STORED RECORDS:
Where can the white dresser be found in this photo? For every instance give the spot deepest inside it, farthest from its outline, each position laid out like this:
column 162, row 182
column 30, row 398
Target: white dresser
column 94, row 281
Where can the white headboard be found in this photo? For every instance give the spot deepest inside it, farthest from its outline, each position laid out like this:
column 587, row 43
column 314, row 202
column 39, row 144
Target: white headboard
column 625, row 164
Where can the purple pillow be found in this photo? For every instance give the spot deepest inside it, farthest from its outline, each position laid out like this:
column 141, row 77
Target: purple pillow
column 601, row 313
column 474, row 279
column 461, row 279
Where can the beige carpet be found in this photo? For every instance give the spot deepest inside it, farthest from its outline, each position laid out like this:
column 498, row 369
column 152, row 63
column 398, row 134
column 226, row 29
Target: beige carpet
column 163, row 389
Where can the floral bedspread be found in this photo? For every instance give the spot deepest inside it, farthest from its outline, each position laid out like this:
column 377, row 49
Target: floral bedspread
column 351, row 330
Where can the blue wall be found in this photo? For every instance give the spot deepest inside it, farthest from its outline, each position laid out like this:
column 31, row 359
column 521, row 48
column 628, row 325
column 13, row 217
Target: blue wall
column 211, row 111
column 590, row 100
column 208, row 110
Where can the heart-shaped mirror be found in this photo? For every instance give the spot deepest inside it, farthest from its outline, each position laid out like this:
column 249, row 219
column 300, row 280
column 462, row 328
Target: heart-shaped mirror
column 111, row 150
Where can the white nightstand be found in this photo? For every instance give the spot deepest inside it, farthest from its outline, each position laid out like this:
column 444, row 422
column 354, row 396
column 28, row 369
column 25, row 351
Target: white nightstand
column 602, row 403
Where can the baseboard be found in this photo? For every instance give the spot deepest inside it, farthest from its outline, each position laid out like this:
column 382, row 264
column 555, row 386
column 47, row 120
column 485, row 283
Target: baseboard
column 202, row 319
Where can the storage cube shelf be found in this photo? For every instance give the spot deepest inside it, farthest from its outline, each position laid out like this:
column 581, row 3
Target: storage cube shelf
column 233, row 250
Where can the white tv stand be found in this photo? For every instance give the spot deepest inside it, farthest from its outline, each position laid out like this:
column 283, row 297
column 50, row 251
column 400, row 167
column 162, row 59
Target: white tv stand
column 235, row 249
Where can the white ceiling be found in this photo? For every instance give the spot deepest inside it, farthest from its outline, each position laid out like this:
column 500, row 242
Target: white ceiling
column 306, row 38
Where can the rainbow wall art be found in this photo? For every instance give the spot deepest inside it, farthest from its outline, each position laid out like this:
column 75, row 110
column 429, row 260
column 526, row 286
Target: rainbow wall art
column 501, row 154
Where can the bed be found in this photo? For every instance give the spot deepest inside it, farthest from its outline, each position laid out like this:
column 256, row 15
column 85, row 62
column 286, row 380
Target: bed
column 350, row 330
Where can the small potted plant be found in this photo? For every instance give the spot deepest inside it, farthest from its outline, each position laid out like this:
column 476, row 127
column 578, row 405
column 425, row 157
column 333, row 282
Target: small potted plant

WHAT YOU NEED TO DO:
Reproduce exactly the lines from the one containing "Where can the baseboard" through the last line of the records above, including both, and nothing else.

FINAL ANSWER:
Where can the baseboard be found in this photo? For every instance give the spot deepest inside it, farthest from its outline, each position laid out like this:
column 382, row 264
column 555, row 386
column 47, row 120
column 485, row 283
Target: baseboard
column 202, row 319
Where can the storage cube shelf be found in this photo? For every instance give the spot deepest inside it, farthest from its outline, each position laid out like this:
column 581, row 3
Target: storage cube shelf
column 233, row 250
Where can the white tv stand be found in this photo? For every instance give the spot deepest inside it, farthest from its outline, each position laid out like this:
column 283, row 297
column 50, row 251
column 400, row 167
column 162, row 59
Target: white tv stand
column 235, row 249
Where can the white ceiling be found in this photo? For every instance give the spot deepest inside it, farthest from its outline, each position laid out like this:
column 500, row 242
Target: white ceiling
column 306, row 38
Where can the rainbow wall art be found in this photo? For every instance give the spot deepest inside it, farthest from its outline, each position laid out like this:
column 75, row 110
column 429, row 260
column 526, row 286
Target: rainbow wall art
column 501, row 154
Where can the bed be found in this photo? For every instance give the spot deepest inside it, farthest from its outline, each position laid out like this:
column 256, row 15
column 85, row 62
column 286, row 380
Target: bed
column 350, row 330
Where can the small potted plant be found in this photo? For every instance give the spot deepest inside it, farthest from its outline, each position laid out like this:
column 476, row 127
column 578, row 405
column 425, row 157
column 333, row 282
Target: small potted plant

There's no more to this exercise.